*** Page

List of CMIP3 models used for this study

Model Length of slab ocean models in years Length of fully coupled models in years Resolution
CCCMA_CGCM3_1 30 500 3.75°×3.75°
CCCMA_CGCM3_1_T63 30 350 2.8°×2.8°
CSIRO_MK3_0 60 380 1.875°×1.875°
GFDL_CM2_0 50 500 2.0°×2.5°
GFDL_CM2_1 100 500 2.0°×2.5°
GISS_MODEL_E_R 120 500 3.9°×5.0°
INMCM3 60 330 4.0°×5.0°
MIROC3_2_HIRES 20 500 1.125°×1.125°
MIROC3_2_MEDRES 60 100 2.8125°×2.8125°
MPI_ECHAM5 180 1,000 3.75°×3.75°
MRI_CGCM2_3_2A 100 350 2.8°×2.8°
NCAR_CCSM3 450 500 0.90°×1.25°
UKMO_HADGEM1 70 240 1.25°×1.75°

Next, we determine the most predictable components in coupled and slab models using a procedure called average predictability time (APT) analysis (25). This procedure determines an uncorrelated set of components ordered by predictability, where predictability is measured by an integral time scale of the predictable variance (see Data and Method). This optimization method allows decadal predictability to be identified in monthly data, as opposed to annual mean data that are used in most other studies on decadal predictability. Accordingly, we analyze monthly mean 2-m temperature, although, for completeness, we note that repeating our calculations using annual mean data yields similar results. Predictability is maximized in a multimodel sense by pooling simulation data together. As a result, the sample size in our statistical analysis is very large, even though individual model simulations may be relatively short (e.g., some slab simulations last only for 20 y).

To render APT analysis well posed and to mitigate overfitting, maximization of APT is performed in a low-dimensional subspace. Specifically, all temperature fields are projected onto a small number of predetermined patterns. These patterns are the leading eigenfunctions of the Laplace operator over the analysis domain, which capture large-scale features and filter out small spatial structures. These patterns depend only on the geometry of the domain, in contrast to commonly used empirical orthogonal functions, and hence are independent of data, thereby facilitating comparisons across models and data sets. These patterns are obtained from a recently developed Green’s function technique (26), and are projected onto monthly temperature fields to yield time series. The resulting time series are then linearly combined to maximize APT.

******
*** Recorded data

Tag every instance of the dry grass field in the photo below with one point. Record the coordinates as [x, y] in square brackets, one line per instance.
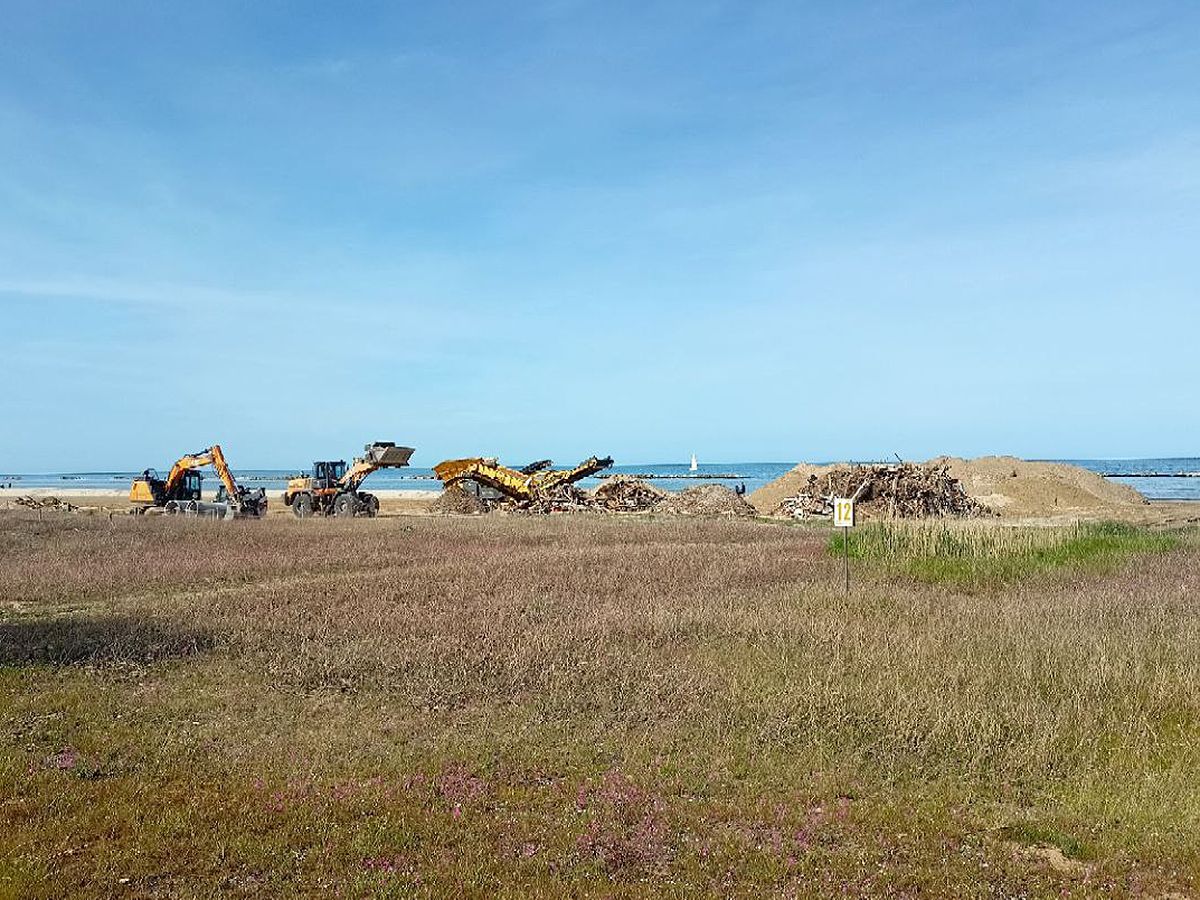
[586, 706]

******

* [Problem description]
Write out, word for word, the portion of the climate model text that opens with the words containing "To render APT" and closes with "to maximize APT.".

* [Response]
To render APT analysis well posed and to mitigate overfitting, maximization of APT is performed in a low-dimensional subspace. Specifically, all temperature fields are projected onto a small number of predetermined patterns. These patterns are the leading eigenfunctions of the Laplace operator over the analysis domain, which capture large-scale features and filter out small spatial structures. These patterns depend only on the geometry of the domain, in contrast to commonly used empirical orthogonal functions, and hence are independent of data, thereby facilitating comparisons across models and data sets. These patterns are obtained from a recently developed Green’s function technique (26), and are projected onto monthly temperature fields to yield time series. The resulting time series are then linearly combined to maximize APT.